Приведённый фрагмент -
○ ○ ○ ○ ○ ○ ○
Я могу сказать так: еще 10 лет назад этого вообще не было, и словосочетание «российский станок» вызывало улыбку, смех, недоверие. А сегодня мы имеем совсем другую картину. Понятно, что еще не все станки мы можем делать. Понятно, что еще много узлов заимствованных – мы покупаем их на внешнем рынке. Но есть движение вперед, и оно заметно.
– Тем не менее, по последним данным, 85% спроса на станки приходится на оборонную промышленность…
– Да, это так. А у кого из нас есть производство, которое развивается высокими темпами? Пока такой потребитель – только в оборонной отрасли. Государство дало деньги на модернизацию, развитие предприятий ОПК. Раз есть деньги для технологического перевооружения, то формируется спрос на станки. При этом в оборонной отрасли мы, используя административный ресурс, воздействуем на управленческие решения: поскольку вы делаете свою продукцию за «государевы» деньги, то будьте любезны покупать отечественные станки. В сфере ОПК есть два фактора, стимулирующих развитие отечественной промышленности: высокие технические требования и возможность административного влияния. Называйте это как угодно – административной поддержкой, административным давлением, нерыночным регулированием, но наша позиция жесткая: если есть российский станок, берите наш. Иначе нельзя: если наши заводы не начнут делать станки в бульшем объеме и поставлять их в промышленность, то мы не получим российского станкостроения.
Конечно, не всем это нравится, бывают конфликты. Для таких ситуаций есть специальная комиссия Минпромторга – она собирается, идет обсуждение ситуации, вырабатывается решение. Сегодня нельзя говорить: «У нас нет наших станков». Они у нас есть – покупайте, эксплуатируйте. Ломаются? Будем ремонтировать. Характеристики не те? Будут дорабатывать характеристики. Другого пути нет.
– Сегодня сегменты отечественного станкостроения выстраиваются вокруг отдельных ведомств: оборонная отрасль, Роскосмос, Росатом. Само по себе это, конечно, неплохо, но где национальная индустрия станкостроения?
– Это ведомственные истории. Но они являются тем локомотивом, который вытягивает вперед всю отрасль. Понятно, что станки, производимые, скажем, для Роскосмоса, подходят и для других отраслей. Эти станки универсальные, для них главное – технические требования к детали. У деталей ведь нет жесткой привязки к сфере применения: и для Роскосмоса они подойдут, и для Росатома, хоть, условно говоря, в стиральную машину их ставь. И станки эти вполне конкурентоспособны: их ведь разрабатывали для оборонки и отраслей с очень высокими требованиями к качеству. Но процессу изготовления станков и продажи их потребителям необходимо дать первичный толчок.
В оборонной промышленности, как я уже сказал, мы строго ориентируем предприятия: получаешь господдержку – покупай отечественные станки. Но на частные предприятия машиностроения таким способом мы не можем воздействовать! С ними приходится работать в более мягкой форме – информирование, рекомендации. Но, конечно, следует признать, что доля наших станков в общих объемах закупок намного меньше, чем в оборонке.
○ ○ ○ ○ ○ ○ ○
Что требуется A - Перечислите все реакции, которые, по словам из фрагмента, еще десять лет назад вызывало словосочетание «российский станок».
Что требуется B - Перепишите из фрагмента без изменений текст от «Конечно, не всем» до «Другого пути нет.» включительно.

Данные для анализа -
○ ○ ○ ○ ○ ○ ○
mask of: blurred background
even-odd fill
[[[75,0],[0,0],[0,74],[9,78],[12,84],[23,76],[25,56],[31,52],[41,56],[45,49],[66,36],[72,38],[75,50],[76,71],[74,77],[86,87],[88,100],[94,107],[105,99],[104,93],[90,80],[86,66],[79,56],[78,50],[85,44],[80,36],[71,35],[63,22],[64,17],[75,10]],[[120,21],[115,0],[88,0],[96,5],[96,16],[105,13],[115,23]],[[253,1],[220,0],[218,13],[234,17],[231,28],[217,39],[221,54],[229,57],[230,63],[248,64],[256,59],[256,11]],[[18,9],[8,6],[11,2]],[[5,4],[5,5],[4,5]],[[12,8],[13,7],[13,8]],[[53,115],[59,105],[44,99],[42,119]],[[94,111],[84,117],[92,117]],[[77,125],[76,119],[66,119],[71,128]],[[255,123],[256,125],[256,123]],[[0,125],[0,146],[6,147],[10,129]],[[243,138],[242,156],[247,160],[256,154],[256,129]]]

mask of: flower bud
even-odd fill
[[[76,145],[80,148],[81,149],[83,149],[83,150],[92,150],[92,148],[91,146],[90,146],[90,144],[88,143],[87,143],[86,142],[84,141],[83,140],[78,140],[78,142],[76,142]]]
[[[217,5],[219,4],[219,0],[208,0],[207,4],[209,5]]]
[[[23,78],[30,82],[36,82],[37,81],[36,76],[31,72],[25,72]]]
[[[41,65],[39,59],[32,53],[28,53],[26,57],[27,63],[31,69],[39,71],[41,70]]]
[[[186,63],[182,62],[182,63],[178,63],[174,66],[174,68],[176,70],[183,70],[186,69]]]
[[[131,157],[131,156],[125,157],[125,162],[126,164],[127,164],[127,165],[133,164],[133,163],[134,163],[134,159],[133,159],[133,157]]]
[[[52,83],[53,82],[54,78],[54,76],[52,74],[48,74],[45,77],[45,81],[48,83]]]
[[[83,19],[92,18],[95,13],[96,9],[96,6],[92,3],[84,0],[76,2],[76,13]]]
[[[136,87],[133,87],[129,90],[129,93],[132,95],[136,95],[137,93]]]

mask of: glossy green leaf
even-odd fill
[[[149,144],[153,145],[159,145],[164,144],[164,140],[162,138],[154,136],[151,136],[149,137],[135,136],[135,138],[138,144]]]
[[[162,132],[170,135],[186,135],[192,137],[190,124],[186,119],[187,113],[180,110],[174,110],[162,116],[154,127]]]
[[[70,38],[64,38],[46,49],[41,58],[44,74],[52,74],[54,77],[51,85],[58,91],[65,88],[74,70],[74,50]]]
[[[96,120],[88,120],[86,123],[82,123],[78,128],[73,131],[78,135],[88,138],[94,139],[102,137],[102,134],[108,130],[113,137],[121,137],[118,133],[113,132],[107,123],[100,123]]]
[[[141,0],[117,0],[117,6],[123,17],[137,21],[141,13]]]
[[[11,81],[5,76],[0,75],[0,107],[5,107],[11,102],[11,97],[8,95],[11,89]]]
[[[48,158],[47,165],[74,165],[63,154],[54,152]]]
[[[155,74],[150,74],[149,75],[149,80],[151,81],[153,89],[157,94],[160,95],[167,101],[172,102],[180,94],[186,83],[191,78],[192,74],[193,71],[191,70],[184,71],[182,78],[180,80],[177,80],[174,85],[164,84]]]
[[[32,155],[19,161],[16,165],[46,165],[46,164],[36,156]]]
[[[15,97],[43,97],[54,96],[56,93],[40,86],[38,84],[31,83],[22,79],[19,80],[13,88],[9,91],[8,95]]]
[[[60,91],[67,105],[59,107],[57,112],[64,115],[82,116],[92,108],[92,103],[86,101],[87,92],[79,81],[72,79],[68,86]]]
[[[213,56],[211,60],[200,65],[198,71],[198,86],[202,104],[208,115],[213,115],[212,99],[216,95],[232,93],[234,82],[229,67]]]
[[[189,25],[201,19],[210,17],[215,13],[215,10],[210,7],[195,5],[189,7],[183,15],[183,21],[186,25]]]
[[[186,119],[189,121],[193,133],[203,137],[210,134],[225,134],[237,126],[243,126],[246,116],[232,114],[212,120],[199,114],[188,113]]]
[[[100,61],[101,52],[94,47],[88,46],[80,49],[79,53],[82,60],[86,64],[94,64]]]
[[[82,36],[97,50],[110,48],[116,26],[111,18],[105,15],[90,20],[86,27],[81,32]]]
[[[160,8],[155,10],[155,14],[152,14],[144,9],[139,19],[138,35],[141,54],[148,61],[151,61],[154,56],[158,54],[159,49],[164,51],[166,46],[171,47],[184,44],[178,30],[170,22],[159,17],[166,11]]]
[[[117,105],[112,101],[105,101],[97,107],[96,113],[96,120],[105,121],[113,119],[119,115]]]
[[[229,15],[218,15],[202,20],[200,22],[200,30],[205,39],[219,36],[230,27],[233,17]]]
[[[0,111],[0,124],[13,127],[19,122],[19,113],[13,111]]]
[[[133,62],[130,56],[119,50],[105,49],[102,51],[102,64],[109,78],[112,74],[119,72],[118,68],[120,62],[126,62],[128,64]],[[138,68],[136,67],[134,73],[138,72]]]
○ ○ ○ ○ ○ ○ ○
Письменный ответ A - Улыбка, смех, недоверие.

Письменный ответ B -
Конечно, не всем это нравится, бывают конфликты. Для таких ситуаций есть специальная комиссия Минпромторга – она собирается, идет обсуждение ситуации, вырабатывается решение. Сегодня нельзя говорить: «У нас нет наших станков». Они у нас есть – покупайте, эксплуатируйте. Ломаются? Будем ремонтировать. Характеристики не те? Будут дорабатывать характеристики. Другого пути нет.